→ **What is needed**:
Return the whole listing, keeping every character the same.

** BEGIN Entries provided **

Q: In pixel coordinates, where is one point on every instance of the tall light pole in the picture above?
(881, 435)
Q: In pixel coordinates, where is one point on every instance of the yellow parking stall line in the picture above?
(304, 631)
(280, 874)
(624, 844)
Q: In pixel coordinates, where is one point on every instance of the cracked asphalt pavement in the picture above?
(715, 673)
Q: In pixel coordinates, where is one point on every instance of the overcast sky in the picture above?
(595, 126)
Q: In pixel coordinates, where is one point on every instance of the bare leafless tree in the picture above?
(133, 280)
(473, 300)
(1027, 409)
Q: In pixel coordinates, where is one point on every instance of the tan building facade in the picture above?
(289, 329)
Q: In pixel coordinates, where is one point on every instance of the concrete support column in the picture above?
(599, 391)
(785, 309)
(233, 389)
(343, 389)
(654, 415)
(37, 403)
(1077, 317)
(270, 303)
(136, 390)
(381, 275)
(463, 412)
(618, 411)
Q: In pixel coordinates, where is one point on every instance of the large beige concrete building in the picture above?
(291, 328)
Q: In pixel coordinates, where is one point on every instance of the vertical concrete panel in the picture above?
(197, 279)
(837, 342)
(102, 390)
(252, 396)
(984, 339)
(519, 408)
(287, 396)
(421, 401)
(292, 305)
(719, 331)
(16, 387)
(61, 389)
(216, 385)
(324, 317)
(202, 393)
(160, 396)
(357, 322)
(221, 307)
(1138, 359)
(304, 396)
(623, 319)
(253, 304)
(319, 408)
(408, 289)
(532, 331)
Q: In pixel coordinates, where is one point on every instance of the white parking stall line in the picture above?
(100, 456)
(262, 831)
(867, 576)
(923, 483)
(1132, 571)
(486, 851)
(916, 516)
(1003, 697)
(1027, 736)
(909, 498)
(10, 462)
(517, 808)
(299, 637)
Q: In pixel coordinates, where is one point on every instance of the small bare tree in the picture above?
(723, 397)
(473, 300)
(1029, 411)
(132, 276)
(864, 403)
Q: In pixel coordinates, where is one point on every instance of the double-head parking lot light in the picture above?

** END Entries provided **

→ **Solution**:
Q: In pixel coordinates, where is one point on every instance of the tall light pole in the picture above?
(881, 435)
Q: In pixel coordinates, where is one point on every instance of the yellow parking stall line in the picture above?
(304, 631)
(280, 874)
(624, 844)
Q: In pixel coordinates, where is one point on every instance of the cracked asphalt pavement in the picture above?
(715, 673)
Q: In pixel coordinates, where is one point on every instance of the overcast sky in the picture above?
(595, 126)
Q: In pixel coordinates, where is one point on every instance of the bare leafless tree in the picture above?
(133, 280)
(473, 300)
(1027, 409)
Q: In pixel coordinates, where is one point on every instance of the tan building facade in the picture above?
(289, 329)
Q: In pixel coordinates, where is one point on every instance of the concrete support column in the picture above?
(599, 391)
(785, 309)
(233, 389)
(343, 389)
(654, 415)
(37, 403)
(1077, 317)
(270, 303)
(136, 390)
(381, 275)
(463, 412)
(618, 411)
Q: In pixel coordinates, where is one point on every instance of the large beige concrete building in the picture above?
(291, 328)
Q: In pixel coordinates, where is one point on every instance of the vertical concrete panel in the picture above?
(197, 279)
(837, 342)
(102, 390)
(252, 396)
(984, 339)
(519, 408)
(287, 396)
(421, 401)
(292, 305)
(719, 331)
(16, 387)
(61, 389)
(216, 385)
(324, 317)
(202, 393)
(160, 396)
(357, 322)
(221, 307)
(1138, 359)
(304, 396)
(623, 319)
(253, 304)
(319, 408)
(408, 289)
(532, 331)
Q: In pixel coordinates, where is one point on every instance of the white parking stall line in the picture above?
(100, 456)
(262, 831)
(867, 576)
(923, 483)
(1132, 571)
(486, 851)
(916, 516)
(1003, 697)
(1027, 736)
(909, 498)
(10, 462)
(517, 808)
(299, 637)
Q: In pixel coordinates, where is one point on every instance of the small bare tree in the picture above?
(723, 397)
(473, 300)
(1029, 411)
(132, 276)
(864, 403)
Q: In pixel coordinates, where is one point on every instance of the double-head parking lot light in the picture above?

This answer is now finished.